BRIEF:
Write out the data again exactly, skipping every picture.

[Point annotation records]
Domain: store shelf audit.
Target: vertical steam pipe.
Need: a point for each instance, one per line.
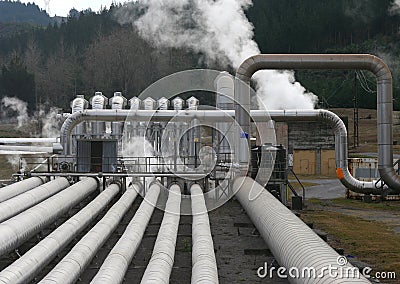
(225, 91)
(204, 265)
(79, 104)
(134, 104)
(98, 102)
(116, 264)
(160, 265)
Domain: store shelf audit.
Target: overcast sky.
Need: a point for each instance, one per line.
(62, 7)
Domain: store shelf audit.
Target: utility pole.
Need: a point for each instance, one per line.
(355, 111)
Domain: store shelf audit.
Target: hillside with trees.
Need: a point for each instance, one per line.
(91, 51)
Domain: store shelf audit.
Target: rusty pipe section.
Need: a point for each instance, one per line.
(331, 61)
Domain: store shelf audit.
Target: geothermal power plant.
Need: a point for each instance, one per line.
(158, 189)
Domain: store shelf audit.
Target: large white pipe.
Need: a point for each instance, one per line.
(219, 116)
(117, 102)
(116, 264)
(28, 140)
(42, 149)
(160, 265)
(21, 227)
(329, 61)
(17, 188)
(17, 204)
(74, 263)
(77, 105)
(204, 264)
(33, 261)
(291, 241)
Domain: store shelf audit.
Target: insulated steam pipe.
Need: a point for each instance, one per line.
(17, 204)
(21, 227)
(74, 263)
(293, 243)
(331, 61)
(17, 188)
(160, 265)
(32, 262)
(204, 264)
(332, 119)
(116, 264)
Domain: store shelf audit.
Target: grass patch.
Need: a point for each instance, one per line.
(370, 241)
(393, 206)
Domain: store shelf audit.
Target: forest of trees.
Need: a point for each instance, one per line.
(90, 51)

THE OUTPUT:
Domain: store shelf audit.
Target: vertical steam pipe.
Need: a point for each instance, one per line.
(225, 91)
(204, 265)
(79, 104)
(134, 104)
(98, 102)
(116, 264)
(160, 265)
Domain: store shelf audit.
Target: overcast sky.
Need: a point for each instance, one per line.
(62, 7)
Domain: store shelf audit.
Target: utility pole.
Need: a point for each instance, one per line.
(355, 111)
Domain: store shelf audit.
Target: hillside with trees.
Need: a point for each instance, one per line.
(91, 51)
Domain: store shelf audit.
Target: rusty pipe section.
Need: a point for each instance, one per line.
(331, 61)
Domain: store shelf audit.
Target: geothermal power plant.
Need: a point for each instance, one per line.
(158, 189)
Domain: store shelf audit.
Target: large white pipe.
Need: a point for each instance, one per line.
(219, 116)
(117, 102)
(116, 264)
(28, 140)
(42, 149)
(160, 265)
(21, 227)
(329, 61)
(17, 188)
(17, 204)
(74, 263)
(77, 105)
(204, 264)
(33, 261)
(291, 241)
Domain: store shelf audit.
Target: insulated steam pipe.
Need: a point for each instance, one per line.
(17, 204)
(21, 227)
(74, 263)
(293, 243)
(331, 61)
(17, 188)
(160, 265)
(32, 262)
(204, 264)
(332, 119)
(116, 264)
Domain: store shelf audit.
Target: grass patch.
Need: a point for each instance, one per line.
(370, 241)
(393, 206)
Domain: store shelf audit.
Target: forest of trees.
Need: a point for each instance, one per line.
(90, 51)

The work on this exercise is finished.